- Opening Delimiter -

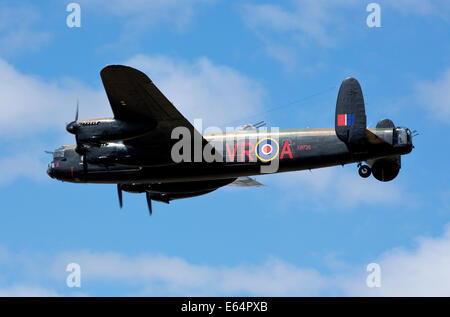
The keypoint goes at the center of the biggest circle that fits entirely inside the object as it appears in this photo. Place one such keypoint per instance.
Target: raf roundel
(267, 149)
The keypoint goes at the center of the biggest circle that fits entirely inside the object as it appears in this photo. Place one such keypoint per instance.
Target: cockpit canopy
(402, 136)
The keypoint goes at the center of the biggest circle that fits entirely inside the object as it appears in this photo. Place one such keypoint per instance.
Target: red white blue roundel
(267, 149)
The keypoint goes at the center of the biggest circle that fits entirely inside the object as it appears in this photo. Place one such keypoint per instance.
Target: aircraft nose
(50, 171)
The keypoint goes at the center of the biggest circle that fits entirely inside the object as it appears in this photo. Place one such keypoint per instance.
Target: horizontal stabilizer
(350, 121)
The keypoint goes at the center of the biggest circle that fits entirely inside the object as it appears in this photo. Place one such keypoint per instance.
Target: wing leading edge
(135, 98)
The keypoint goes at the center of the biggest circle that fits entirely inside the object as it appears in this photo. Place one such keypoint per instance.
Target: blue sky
(229, 63)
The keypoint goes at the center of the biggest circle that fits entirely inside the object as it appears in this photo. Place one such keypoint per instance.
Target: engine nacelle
(386, 169)
(98, 131)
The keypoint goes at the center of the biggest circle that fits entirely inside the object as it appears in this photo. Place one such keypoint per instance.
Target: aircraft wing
(245, 181)
(135, 98)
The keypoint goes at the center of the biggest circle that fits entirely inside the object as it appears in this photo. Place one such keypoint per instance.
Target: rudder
(350, 120)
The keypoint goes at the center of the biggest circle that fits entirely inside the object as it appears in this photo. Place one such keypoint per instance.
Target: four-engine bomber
(136, 148)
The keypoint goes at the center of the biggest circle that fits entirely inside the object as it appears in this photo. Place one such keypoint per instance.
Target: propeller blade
(119, 193)
(76, 114)
(149, 202)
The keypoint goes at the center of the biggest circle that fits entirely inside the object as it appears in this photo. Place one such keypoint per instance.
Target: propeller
(149, 202)
(119, 193)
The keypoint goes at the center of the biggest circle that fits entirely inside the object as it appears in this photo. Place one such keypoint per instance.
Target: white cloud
(435, 96)
(24, 164)
(420, 271)
(138, 14)
(19, 31)
(27, 291)
(342, 189)
(217, 94)
(305, 19)
(439, 8)
(30, 104)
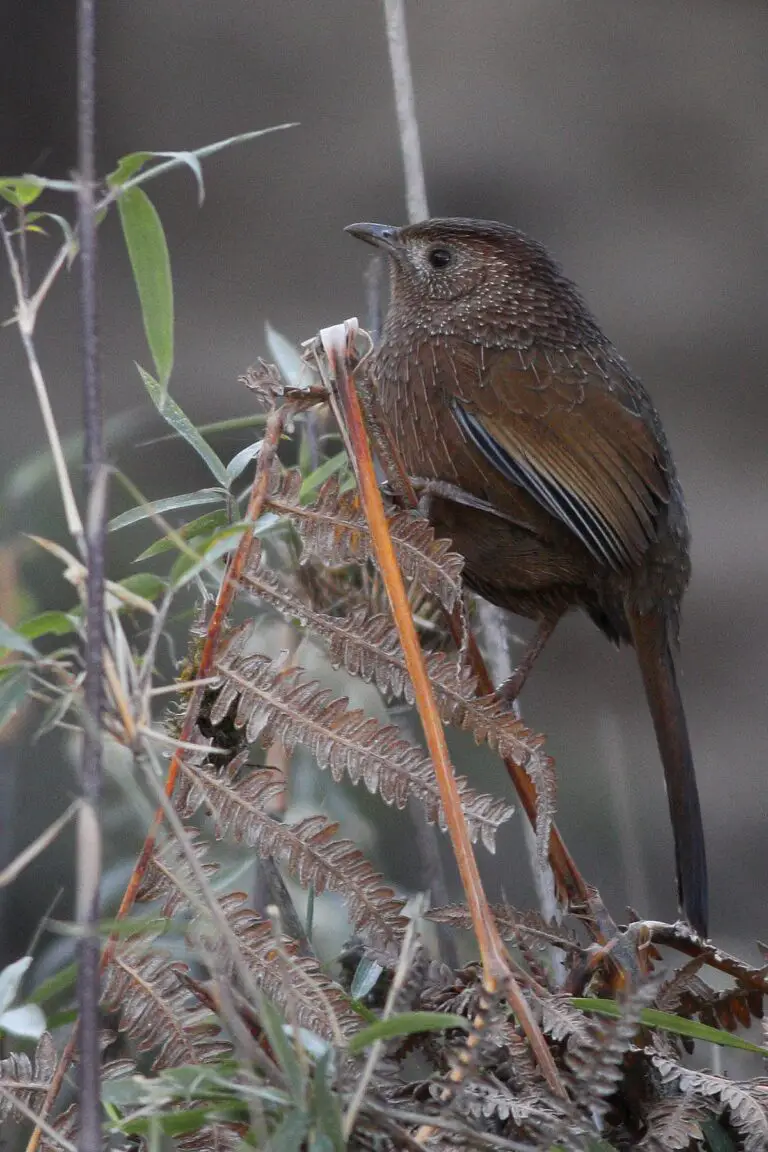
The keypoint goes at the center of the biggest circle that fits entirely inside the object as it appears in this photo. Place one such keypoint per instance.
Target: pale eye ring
(440, 257)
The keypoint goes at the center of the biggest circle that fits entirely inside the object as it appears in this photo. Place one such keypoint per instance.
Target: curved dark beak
(380, 235)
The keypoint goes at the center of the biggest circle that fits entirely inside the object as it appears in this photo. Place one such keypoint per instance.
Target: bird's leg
(511, 688)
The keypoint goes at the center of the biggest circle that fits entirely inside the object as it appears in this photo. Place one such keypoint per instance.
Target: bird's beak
(380, 235)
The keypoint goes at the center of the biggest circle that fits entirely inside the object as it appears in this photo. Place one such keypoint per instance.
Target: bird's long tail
(651, 638)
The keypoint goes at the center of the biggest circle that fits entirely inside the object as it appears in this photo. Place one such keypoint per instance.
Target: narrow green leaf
(185, 569)
(716, 1137)
(283, 1048)
(14, 641)
(13, 694)
(47, 623)
(670, 1023)
(181, 423)
(147, 251)
(320, 475)
(238, 463)
(62, 980)
(365, 978)
(288, 358)
(168, 503)
(198, 530)
(290, 1134)
(20, 191)
(326, 1111)
(127, 167)
(405, 1024)
(147, 585)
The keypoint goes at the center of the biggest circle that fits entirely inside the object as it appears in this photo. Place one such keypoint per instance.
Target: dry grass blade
(276, 703)
(334, 528)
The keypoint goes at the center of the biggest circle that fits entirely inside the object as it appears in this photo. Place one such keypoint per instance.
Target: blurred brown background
(632, 139)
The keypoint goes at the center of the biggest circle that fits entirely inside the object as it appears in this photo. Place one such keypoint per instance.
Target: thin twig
(337, 343)
(374, 1053)
(89, 833)
(416, 191)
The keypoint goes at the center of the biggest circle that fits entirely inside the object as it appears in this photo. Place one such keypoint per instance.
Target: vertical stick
(89, 847)
(416, 189)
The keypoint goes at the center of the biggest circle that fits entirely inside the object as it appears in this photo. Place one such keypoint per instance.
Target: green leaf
(238, 463)
(20, 191)
(127, 167)
(283, 1048)
(320, 475)
(181, 423)
(288, 358)
(365, 978)
(326, 1111)
(405, 1024)
(47, 623)
(13, 694)
(168, 503)
(716, 1137)
(62, 980)
(290, 1134)
(670, 1023)
(15, 642)
(185, 569)
(198, 530)
(149, 585)
(147, 251)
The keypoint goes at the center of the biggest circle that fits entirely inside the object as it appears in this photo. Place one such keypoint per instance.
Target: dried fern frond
(142, 985)
(278, 703)
(334, 527)
(369, 646)
(27, 1078)
(674, 1124)
(512, 925)
(169, 877)
(597, 1061)
(308, 849)
(746, 1101)
(284, 976)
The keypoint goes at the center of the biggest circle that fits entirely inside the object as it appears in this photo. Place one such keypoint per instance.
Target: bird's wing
(579, 440)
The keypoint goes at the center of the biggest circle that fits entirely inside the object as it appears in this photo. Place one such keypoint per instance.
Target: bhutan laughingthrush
(544, 460)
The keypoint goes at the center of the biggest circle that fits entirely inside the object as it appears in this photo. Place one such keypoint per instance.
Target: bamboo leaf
(407, 1024)
(181, 423)
(159, 507)
(670, 1023)
(147, 251)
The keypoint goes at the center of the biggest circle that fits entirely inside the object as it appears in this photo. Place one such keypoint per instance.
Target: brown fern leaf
(27, 1080)
(153, 1006)
(312, 994)
(308, 849)
(334, 527)
(597, 1061)
(689, 995)
(276, 703)
(746, 1101)
(167, 868)
(370, 648)
(511, 924)
(674, 1126)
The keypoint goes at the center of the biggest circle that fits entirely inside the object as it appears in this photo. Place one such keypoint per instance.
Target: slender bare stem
(416, 189)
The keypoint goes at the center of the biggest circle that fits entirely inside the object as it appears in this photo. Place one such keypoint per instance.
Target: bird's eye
(440, 257)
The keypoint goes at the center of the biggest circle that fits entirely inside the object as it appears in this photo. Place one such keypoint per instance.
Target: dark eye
(440, 257)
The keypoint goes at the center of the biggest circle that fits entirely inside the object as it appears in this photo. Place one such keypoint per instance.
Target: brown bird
(544, 459)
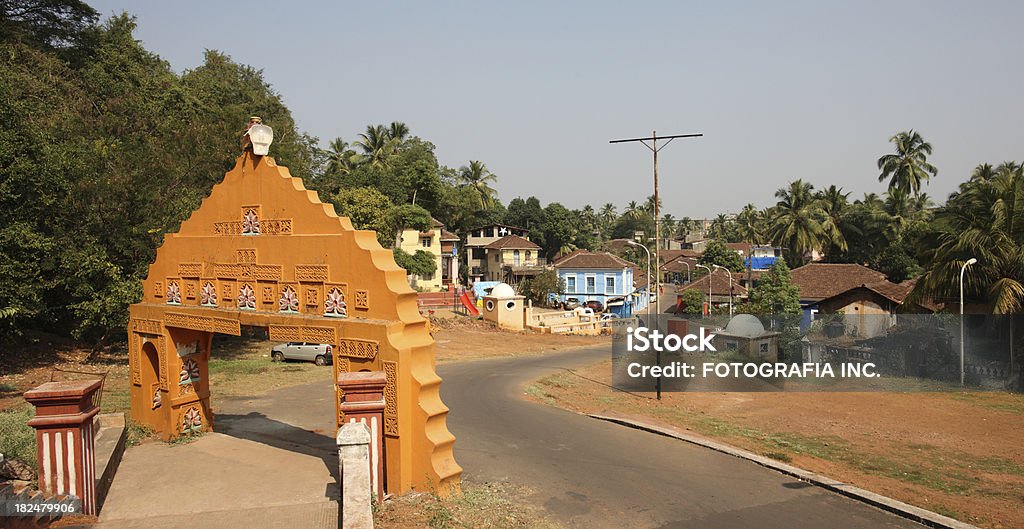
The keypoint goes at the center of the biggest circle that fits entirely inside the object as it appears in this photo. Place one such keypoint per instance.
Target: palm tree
(984, 221)
(908, 166)
(608, 214)
(668, 225)
(801, 224)
(634, 211)
(377, 146)
(749, 224)
(477, 176)
(649, 206)
(340, 159)
(397, 131)
(684, 226)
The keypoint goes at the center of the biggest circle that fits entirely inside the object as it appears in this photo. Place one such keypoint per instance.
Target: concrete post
(363, 401)
(353, 457)
(65, 439)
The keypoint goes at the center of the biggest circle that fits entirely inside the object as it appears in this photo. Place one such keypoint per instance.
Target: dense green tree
(716, 253)
(774, 294)
(692, 302)
(559, 230)
(477, 176)
(985, 221)
(907, 167)
(538, 288)
(367, 209)
(378, 146)
(421, 263)
(525, 214)
(801, 224)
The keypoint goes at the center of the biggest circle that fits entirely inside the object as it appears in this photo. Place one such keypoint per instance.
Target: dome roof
(744, 325)
(502, 291)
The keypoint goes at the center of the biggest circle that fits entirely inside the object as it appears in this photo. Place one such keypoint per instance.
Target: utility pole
(657, 220)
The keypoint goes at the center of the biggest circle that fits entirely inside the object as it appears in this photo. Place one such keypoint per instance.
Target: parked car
(316, 353)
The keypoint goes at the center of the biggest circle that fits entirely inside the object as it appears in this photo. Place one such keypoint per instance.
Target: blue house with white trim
(601, 276)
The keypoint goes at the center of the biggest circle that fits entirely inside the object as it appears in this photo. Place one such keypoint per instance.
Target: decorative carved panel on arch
(353, 348)
(148, 326)
(391, 398)
(207, 323)
(320, 336)
(310, 273)
(266, 272)
(286, 333)
(189, 269)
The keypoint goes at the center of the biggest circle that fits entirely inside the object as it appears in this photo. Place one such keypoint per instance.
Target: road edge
(909, 512)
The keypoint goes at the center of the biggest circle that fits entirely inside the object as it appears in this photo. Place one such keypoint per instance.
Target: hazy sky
(781, 90)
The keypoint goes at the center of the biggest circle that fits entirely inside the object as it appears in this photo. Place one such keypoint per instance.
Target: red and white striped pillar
(363, 401)
(65, 439)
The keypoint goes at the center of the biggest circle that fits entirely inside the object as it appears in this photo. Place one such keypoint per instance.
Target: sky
(536, 89)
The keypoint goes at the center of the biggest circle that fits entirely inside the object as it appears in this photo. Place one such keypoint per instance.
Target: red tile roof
(820, 280)
(584, 259)
(512, 241)
(719, 284)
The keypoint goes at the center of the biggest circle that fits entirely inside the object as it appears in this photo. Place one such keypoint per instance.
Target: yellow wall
(302, 248)
(411, 244)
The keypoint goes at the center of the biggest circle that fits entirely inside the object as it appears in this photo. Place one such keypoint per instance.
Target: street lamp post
(964, 269)
(687, 265)
(635, 244)
(709, 285)
(657, 351)
(730, 287)
(657, 221)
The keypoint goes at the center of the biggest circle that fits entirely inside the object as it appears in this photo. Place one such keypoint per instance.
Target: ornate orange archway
(263, 251)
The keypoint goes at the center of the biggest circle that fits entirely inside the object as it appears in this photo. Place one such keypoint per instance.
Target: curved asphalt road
(588, 473)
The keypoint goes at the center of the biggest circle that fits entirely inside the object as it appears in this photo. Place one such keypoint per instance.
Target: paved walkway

- Closing Delimiter -

§ EXERCISE: Set down exactly the line with "Target: curved asphalt road" and each line after it up to the end of the records, adding nothing.

§ TASK RESPONSE:
Target: curved asphalt road
(588, 473)
The keypoint goes at the center of the biggest circle that fits entirely inside the object as it appears in this photo. Place one such keypoint per instance.
Target: paved walkway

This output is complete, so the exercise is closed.